The problem :: Please extract every line in the records below that contains the word "road".

### Records supplied ###

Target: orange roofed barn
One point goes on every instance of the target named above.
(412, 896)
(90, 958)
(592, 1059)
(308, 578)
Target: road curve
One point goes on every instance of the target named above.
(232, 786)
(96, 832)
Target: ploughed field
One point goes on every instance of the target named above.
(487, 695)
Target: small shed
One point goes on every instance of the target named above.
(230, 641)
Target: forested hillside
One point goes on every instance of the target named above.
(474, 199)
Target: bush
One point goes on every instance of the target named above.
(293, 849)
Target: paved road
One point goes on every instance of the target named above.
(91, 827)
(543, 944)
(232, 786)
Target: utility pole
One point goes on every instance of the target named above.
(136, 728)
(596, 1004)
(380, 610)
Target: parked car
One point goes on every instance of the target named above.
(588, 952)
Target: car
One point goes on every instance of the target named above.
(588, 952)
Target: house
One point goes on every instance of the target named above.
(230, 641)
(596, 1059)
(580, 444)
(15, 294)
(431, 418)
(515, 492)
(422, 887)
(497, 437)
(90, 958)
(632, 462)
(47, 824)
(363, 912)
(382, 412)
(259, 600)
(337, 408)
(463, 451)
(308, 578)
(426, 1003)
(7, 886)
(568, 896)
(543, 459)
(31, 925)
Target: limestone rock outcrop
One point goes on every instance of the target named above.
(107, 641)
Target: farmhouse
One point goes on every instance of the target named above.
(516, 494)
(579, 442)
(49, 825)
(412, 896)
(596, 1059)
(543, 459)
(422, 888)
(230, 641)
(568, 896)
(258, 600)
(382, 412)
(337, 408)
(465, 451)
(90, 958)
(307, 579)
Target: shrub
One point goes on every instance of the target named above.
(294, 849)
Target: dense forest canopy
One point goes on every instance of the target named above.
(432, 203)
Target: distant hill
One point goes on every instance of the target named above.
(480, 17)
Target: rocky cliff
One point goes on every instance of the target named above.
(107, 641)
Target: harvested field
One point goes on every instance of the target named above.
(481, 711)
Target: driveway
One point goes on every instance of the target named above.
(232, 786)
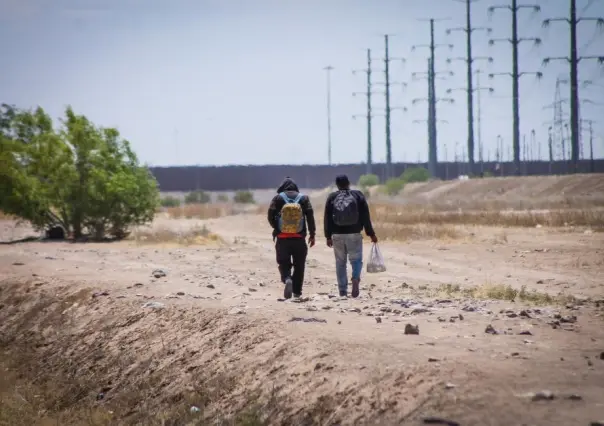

###

Written solution ::
Target: road curve
Target: paved road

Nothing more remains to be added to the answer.